[Collected data entries]
● ● ● ● ● ● ●
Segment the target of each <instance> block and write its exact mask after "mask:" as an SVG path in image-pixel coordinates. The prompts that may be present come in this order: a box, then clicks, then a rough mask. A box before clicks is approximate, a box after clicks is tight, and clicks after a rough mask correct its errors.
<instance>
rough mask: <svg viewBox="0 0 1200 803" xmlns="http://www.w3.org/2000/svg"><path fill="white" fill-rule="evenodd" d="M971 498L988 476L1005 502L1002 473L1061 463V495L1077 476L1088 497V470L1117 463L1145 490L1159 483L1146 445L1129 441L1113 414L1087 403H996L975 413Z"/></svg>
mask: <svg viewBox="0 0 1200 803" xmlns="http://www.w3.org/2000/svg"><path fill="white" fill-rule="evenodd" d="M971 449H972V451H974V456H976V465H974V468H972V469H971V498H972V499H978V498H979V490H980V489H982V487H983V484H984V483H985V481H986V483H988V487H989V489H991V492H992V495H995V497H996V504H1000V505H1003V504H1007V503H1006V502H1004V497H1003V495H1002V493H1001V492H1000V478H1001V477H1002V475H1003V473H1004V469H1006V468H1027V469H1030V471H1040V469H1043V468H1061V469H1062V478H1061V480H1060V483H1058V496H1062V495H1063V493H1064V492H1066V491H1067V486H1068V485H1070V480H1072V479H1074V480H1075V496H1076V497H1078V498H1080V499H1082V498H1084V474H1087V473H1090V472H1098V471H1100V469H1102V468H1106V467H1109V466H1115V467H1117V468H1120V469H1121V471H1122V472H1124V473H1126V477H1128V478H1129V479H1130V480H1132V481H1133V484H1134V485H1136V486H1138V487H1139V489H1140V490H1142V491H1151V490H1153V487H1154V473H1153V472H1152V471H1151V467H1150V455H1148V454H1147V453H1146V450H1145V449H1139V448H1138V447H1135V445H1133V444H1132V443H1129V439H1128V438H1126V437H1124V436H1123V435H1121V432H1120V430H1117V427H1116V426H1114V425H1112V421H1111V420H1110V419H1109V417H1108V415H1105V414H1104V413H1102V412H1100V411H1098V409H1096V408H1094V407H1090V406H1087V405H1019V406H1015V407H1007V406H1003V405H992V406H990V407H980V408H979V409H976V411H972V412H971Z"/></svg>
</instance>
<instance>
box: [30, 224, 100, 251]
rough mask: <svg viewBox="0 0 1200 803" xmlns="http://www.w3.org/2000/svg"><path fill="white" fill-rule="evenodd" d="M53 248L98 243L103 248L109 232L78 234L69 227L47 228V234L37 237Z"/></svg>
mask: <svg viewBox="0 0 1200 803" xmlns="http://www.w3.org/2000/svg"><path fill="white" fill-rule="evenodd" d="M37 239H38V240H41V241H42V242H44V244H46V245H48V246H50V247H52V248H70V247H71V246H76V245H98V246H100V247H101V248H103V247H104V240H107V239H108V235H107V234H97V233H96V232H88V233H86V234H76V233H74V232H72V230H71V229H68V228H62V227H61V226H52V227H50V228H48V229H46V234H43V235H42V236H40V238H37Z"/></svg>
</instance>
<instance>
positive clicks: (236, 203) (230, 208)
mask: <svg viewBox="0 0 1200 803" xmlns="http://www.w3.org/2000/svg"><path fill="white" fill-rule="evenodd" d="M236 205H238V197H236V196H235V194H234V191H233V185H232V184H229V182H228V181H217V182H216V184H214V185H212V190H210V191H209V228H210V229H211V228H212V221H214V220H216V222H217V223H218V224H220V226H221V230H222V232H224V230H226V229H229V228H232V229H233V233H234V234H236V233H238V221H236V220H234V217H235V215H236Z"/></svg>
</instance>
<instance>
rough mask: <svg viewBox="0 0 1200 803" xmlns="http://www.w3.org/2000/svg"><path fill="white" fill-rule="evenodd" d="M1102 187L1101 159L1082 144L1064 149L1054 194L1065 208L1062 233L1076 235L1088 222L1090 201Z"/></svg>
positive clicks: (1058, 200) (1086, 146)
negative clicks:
● ● ● ● ● ● ●
:: AIM OF THE TASK ::
Please put the records above into a numbered list, leaving out any blank lines.

:: THE ANSWER ::
1. Segment the target of each <instance> block and write its exact mask after "mask:" as an SVG path in image-pixel coordinates. The prompts that may be present come in this order: a box, then clicks, then a rough mask. A box before clicks is approximate, a box after clicks is tight, and clicks after a rough mask correct its errors.
2. <instance>
3. rough mask: <svg viewBox="0 0 1200 803" xmlns="http://www.w3.org/2000/svg"><path fill="white" fill-rule="evenodd" d="M971 498L988 476L1005 502L1002 473L1061 463V495L1077 476L1088 497V470L1117 463L1145 490L1159 483L1146 445L1129 441L1113 414L1087 403H996L975 413Z"/></svg>
4. mask: <svg viewBox="0 0 1200 803" xmlns="http://www.w3.org/2000/svg"><path fill="white" fill-rule="evenodd" d="M971 449H972V451H974V456H976V465H974V468H972V469H971V498H972V499H978V498H979V490H980V489H982V487H983V484H984V483H985V481H986V483H988V487H989V489H991V492H992V495H995V497H996V504H1000V505H1003V504H1007V503H1006V502H1004V497H1003V495H1002V493H1001V492H1000V478H1001V477H1002V475H1003V473H1004V469H1006V468H1027V469H1030V471H1040V469H1043V468H1061V469H1062V478H1061V480H1060V483H1058V496H1062V495H1063V493H1064V492H1066V491H1067V486H1068V485H1070V480H1072V479H1074V480H1075V496H1076V497H1078V498H1080V499H1082V498H1084V474H1087V473H1090V472H1098V471H1100V469H1102V468H1106V467H1109V466H1115V467H1117V468H1120V469H1121V471H1122V472H1124V473H1126V477H1128V478H1129V479H1130V480H1132V481H1133V484H1134V485H1136V486H1138V487H1139V489H1140V490H1142V491H1151V490H1153V487H1154V473H1153V472H1152V471H1151V467H1150V455H1148V454H1147V453H1146V450H1145V449H1139V448H1138V447H1135V445H1133V444H1132V443H1129V439H1128V438H1126V437H1124V436H1123V435H1121V432H1120V430H1117V427H1116V426H1114V425H1112V421H1111V420H1110V419H1109V417H1108V415H1105V414H1104V413H1102V412H1100V411H1098V409H1096V408H1094V407H1090V406H1087V405H1019V406H1015V407H1007V406H1003V405H992V406H990V407H980V408H979V409H976V411H972V412H971Z"/></svg>
5. </instance>
6. <instance>
7. box: [30, 224, 100, 251]
8. rough mask: <svg viewBox="0 0 1200 803" xmlns="http://www.w3.org/2000/svg"><path fill="white" fill-rule="evenodd" d="M53 248L98 243L103 248L109 232L78 234L69 227L47 228V234L37 237Z"/></svg>
9. mask: <svg viewBox="0 0 1200 803" xmlns="http://www.w3.org/2000/svg"><path fill="white" fill-rule="evenodd" d="M37 239H38V240H41V241H42V242H44V244H46V245H48V246H50V247H52V248H70V247H71V246H76V245H98V246H100V247H101V248H103V247H104V240H107V239H108V235H107V234H97V233H96V232H88V233H86V234H76V233H74V232H72V230H71V229H68V228H62V227H61V226H52V227H50V228H48V229H46V234H43V235H42V236H40V238H37Z"/></svg>
10. </instance>
11. <instance>
12. positive clicks: (236, 203) (230, 208)
13. mask: <svg viewBox="0 0 1200 803" xmlns="http://www.w3.org/2000/svg"><path fill="white" fill-rule="evenodd" d="M236 205H238V197H236V196H235V194H234V191H233V185H232V184H229V182H228V181H217V182H216V184H214V185H212V190H210V191H209V228H210V229H211V228H212V221H214V220H216V222H217V223H218V224H220V226H221V230H222V232H224V230H226V229H229V228H232V229H233V233H234V234H236V233H238V221H236V220H234V217H235V215H236Z"/></svg>
14. </instance>
15. <instance>
16. rough mask: <svg viewBox="0 0 1200 803" xmlns="http://www.w3.org/2000/svg"><path fill="white" fill-rule="evenodd" d="M1102 187L1101 159L1082 144L1064 149L1054 194L1065 208L1062 233L1076 235L1088 222L1090 201Z"/></svg>
17. positive clicks: (1058, 200) (1086, 146)
18. negative clicks:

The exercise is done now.